◆ **WHAT YOU NEED TO DO**
Here, the job is to give back every entry below unchanged, omitting pictures.

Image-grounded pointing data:

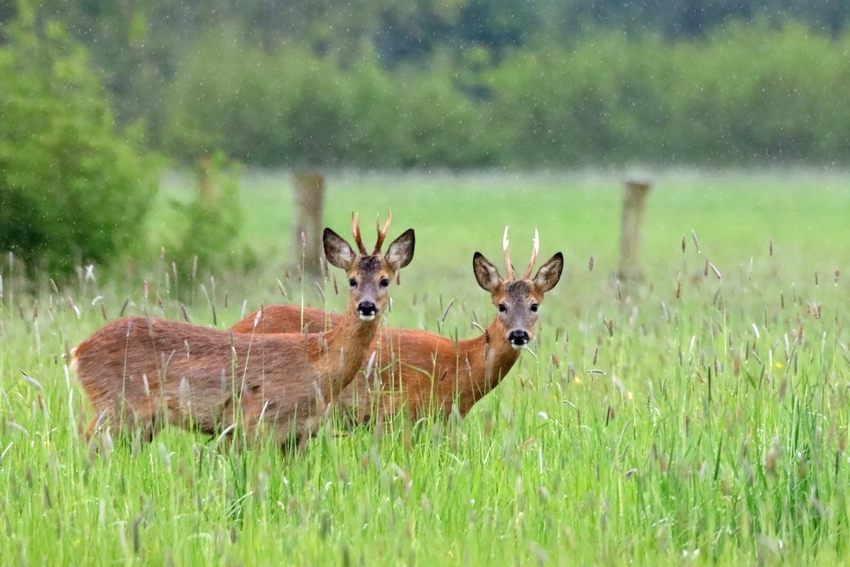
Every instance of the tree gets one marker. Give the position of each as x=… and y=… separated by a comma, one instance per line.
x=73, y=188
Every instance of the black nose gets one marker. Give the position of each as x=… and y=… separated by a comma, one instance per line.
x=518, y=338
x=367, y=308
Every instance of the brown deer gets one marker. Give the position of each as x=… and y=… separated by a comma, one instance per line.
x=424, y=373
x=145, y=372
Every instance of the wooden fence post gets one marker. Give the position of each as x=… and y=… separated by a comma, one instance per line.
x=634, y=199
x=309, y=214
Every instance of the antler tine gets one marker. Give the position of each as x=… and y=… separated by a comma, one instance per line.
x=507, y=256
x=355, y=230
x=533, y=256
x=382, y=234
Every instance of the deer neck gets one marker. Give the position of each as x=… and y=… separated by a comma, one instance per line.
x=345, y=346
x=490, y=356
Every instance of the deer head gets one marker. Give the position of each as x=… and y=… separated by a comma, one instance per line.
x=369, y=275
x=518, y=300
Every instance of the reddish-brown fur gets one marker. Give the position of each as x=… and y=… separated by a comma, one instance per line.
x=419, y=371
x=144, y=372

◆ **PROBLEM SOLUTION**
Every instance of the tree gets one marker. Give the position of each as x=… and y=… separated by a comma, one instance per line.
x=73, y=188
Every instance of the black nose gets one marker. Give the position of each as x=… and y=… separated by a comma, one instance per line.
x=518, y=338
x=367, y=308
Every instance of the brown deer gets one marker. Give the position of each as x=… and y=… separated by a comma, one instance per line.
x=424, y=373
x=145, y=372
Every instance of the wooden fence post gets one marker. Give the position of each as x=… and y=… separated by a comma, one instance per line.
x=634, y=199
x=309, y=214
Every instance of the antler tine gets one marker. Give the position of each as x=… and y=… separated by a comma, one instance per line.
x=507, y=256
x=355, y=230
x=533, y=256
x=382, y=234
Every instance of the deer neck gets one marker. Give the position of each as x=… and y=… separated by a comma, one instance per line.
x=345, y=346
x=490, y=356
Every instance of the deer head gets one marker. Give the position of each as x=… and y=… separated by a comma, one instance per line.
x=369, y=275
x=518, y=300
Every instance of the reddish-brown fur gets one marker. Give the position of each as x=… and y=… separated by a comma, one instance per line.
x=419, y=371
x=144, y=372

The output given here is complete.